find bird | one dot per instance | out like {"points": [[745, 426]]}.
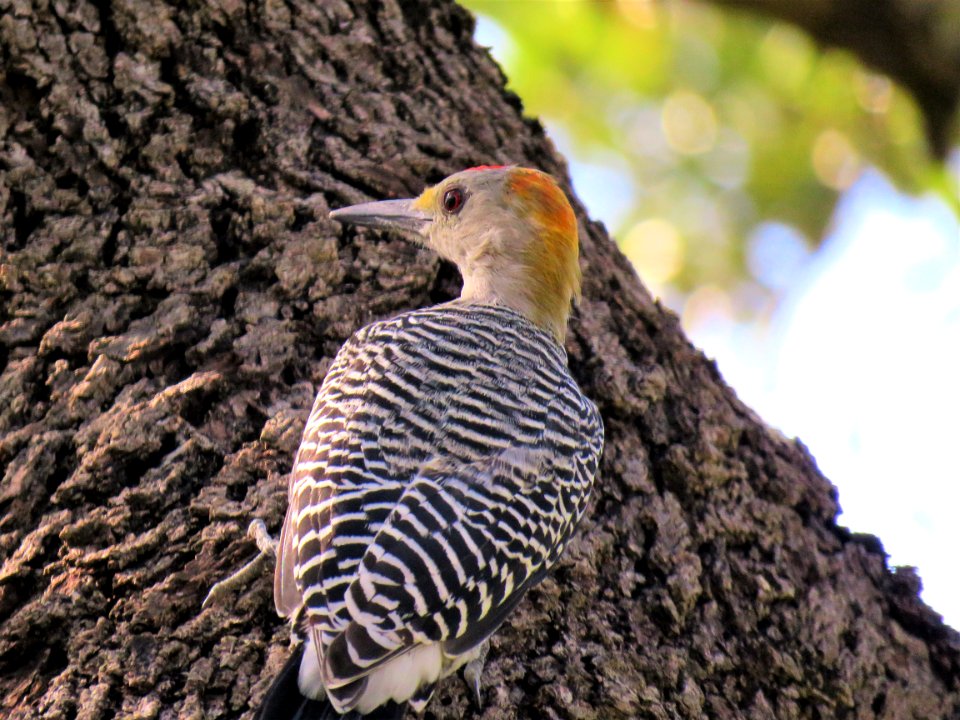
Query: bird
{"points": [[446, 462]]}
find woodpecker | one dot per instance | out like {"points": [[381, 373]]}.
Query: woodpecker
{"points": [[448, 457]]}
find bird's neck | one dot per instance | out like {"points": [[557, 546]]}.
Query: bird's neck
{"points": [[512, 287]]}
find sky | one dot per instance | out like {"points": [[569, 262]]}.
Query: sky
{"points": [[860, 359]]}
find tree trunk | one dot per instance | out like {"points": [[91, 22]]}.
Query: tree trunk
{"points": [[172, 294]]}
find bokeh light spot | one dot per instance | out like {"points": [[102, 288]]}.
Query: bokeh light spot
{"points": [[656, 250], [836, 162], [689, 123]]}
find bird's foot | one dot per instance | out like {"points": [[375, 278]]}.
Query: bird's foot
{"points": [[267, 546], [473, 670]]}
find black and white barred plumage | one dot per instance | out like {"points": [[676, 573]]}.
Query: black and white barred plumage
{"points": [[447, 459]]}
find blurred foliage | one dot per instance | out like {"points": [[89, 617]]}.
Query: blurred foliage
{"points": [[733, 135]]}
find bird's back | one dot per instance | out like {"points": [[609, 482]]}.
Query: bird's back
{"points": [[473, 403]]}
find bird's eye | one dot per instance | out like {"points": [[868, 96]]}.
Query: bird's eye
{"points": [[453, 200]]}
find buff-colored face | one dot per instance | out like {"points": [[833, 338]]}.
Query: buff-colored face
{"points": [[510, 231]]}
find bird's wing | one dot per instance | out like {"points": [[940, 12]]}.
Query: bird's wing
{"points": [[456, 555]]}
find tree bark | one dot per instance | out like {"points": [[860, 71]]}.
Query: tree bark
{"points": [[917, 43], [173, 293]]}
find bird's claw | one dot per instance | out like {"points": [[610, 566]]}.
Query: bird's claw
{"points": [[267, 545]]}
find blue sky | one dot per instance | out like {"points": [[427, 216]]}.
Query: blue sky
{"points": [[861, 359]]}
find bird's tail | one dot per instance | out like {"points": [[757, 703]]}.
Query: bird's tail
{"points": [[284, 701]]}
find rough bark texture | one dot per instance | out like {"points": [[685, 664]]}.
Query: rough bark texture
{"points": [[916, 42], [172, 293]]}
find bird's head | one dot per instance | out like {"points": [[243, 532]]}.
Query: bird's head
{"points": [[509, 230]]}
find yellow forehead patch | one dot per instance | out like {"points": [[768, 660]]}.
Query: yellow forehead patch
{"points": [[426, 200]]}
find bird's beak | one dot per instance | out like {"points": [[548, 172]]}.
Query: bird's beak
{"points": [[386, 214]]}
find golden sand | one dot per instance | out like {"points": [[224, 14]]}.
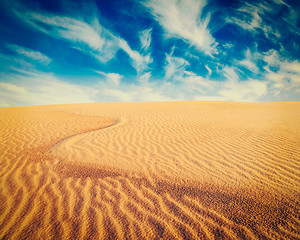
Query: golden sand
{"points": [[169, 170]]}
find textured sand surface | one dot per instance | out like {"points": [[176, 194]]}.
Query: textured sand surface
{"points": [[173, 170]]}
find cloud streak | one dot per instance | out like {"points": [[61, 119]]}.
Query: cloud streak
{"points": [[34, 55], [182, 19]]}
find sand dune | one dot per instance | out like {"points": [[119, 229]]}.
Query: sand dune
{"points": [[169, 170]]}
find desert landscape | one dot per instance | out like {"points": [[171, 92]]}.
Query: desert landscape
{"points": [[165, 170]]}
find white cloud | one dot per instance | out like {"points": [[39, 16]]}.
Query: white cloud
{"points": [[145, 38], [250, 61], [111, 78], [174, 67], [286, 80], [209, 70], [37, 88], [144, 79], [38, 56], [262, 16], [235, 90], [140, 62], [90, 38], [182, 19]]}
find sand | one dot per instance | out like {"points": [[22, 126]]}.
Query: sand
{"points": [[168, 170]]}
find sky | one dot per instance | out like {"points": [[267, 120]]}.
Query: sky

● **REQUIRED WORK**
Put every line of the records above into a numbered list, with blank lines and the pictures left out.

● **RIGHT ANSWER**
1. find bird | one dot per instance | out like {"points": [[745, 426]]}.
2. Query: bird
3. {"points": [[446, 462]]}
4. find woodpecker | one dot per instance | out like {"points": [[381, 373]]}.
5. Query: woodpecker
6. {"points": [[448, 457]]}
7. find bird's neck | one dot per instance | out like {"points": [[557, 546]]}.
8. Query: bird's neck
9. {"points": [[512, 287]]}
10. find sky | one dot per instance | out like {"points": [[569, 262]]}.
11. Query: sky
12. {"points": [[860, 359]]}
13. find tree trunk | one dot per instance | out like {"points": [[91, 22]]}.
14. Query: tree trunk
15. {"points": [[172, 294]]}
16. find bokeh light spot | one dot per instance | out like {"points": [[102, 288]]}.
17. Query: bokeh light spot
18. {"points": [[656, 250], [836, 162], [689, 123]]}
19. find bird's foot | one dot per instance | out like {"points": [[375, 278]]}.
20. Query: bird's foot
21. {"points": [[267, 546], [473, 670]]}
22. find black and white barred plumage | one dot per instance | out like {"points": [[676, 573]]}.
23. Query: black and white barred plumage
24. {"points": [[447, 459]]}
25. find blurred foliage | one dot per instance | out like {"points": [[89, 617]]}.
26. Query: blurred foliage
27. {"points": [[733, 135]]}
28. find bird's back | one dot per instance | out like {"points": [[609, 482]]}.
29. Query: bird's back
30. {"points": [[473, 403]]}
31. find bird's eye | one dot per instance | out like {"points": [[868, 96]]}.
32. Query: bird's eye
33. {"points": [[453, 200]]}
34. find buff-colored face | one dot per instance | out like {"points": [[833, 338]]}.
35. Query: buff-colored face
36. {"points": [[510, 231]]}
37. find bird's wing | one dot per instance | out like {"points": [[940, 12]]}.
38. Query: bird's wing
39. {"points": [[456, 555]]}
40. find tree bark | one dot per instance | out like {"points": [[860, 71]]}.
41. Query: tree bark
42. {"points": [[917, 43], [173, 293]]}
43. find bird's claw | one dot per instance | out like {"points": [[610, 566]]}.
44. Query: bird's claw
45. {"points": [[267, 545]]}
46. find blue sky | one dot per instance | out like {"points": [[427, 216]]}.
47. Query: blue sky
48. {"points": [[861, 359]]}
49. find bird's tail | one dot per instance | out like {"points": [[757, 703]]}.
50. Query: bird's tail
51. {"points": [[284, 701]]}
52. find rough bark texture | one dot per instance | out like {"points": [[685, 664]]}.
53. Query: rough bark texture
54. {"points": [[916, 42], [172, 293]]}
55. find bird's head | one dot per instance | out like {"points": [[243, 532]]}.
56. Query: bird's head
57. {"points": [[509, 230]]}
58. find yellow forehead patch | one dot per instance | out like {"points": [[768, 660]]}.
59. Query: yellow forehead patch
60. {"points": [[426, 200]]}
61. find bird's beak | one dot per instance | out like {"points": [[548, 172]]}.
62. Query: bird's beak
63. {"points": [[386, 214]]}
64. find golden sand | one dot per instance | out like {"points": [[224, 14]]}.
65. Query: golden sand
66. {"points": [[169, 170]]}
67. find textured sand surface | one dot per instance | out like {"points": [[176, 194]]}.
68. Query: textured sand surface
69. {"points": [[173, 170]]}
70. find cloud streak | one dot per instance | out like {"points": [[61, 119]]}.
71. Query: cloud streak
72. {"points": [[34, 55], [182, 19]]}
73. find sand dune | one dot per instance | out like {"points": [[119, 229]]}.
74. Query: sand dune
75. {"points": [[169, 170]]}
76. find desert landscape | one dot per instance | out like {"points": [[171, 92]]}.
77. Query: desert landscape
78. {"points": [[165, 170]]}
79. find white cloud | one dot per instance | out like {"points": [[39, 16]]}.
80. Query: white cloud
81. {"points": [[145, 38], [250, 61], [111, 78], [174, 67], [286, 80], [209, 70], [37, 88], [144, 79], [38, 56], [262, 16], [235, 90], [140, 62], [90, 38], [182, 19]]}
82. find sand | one dot per instance | out like {"points": [[22, 126]]}.
83. Query: sand
84. {"points": [[168, 170]]}
85. find sky | one dot per instance | out like {"points": [[267, 120]]}.
86. Query: sky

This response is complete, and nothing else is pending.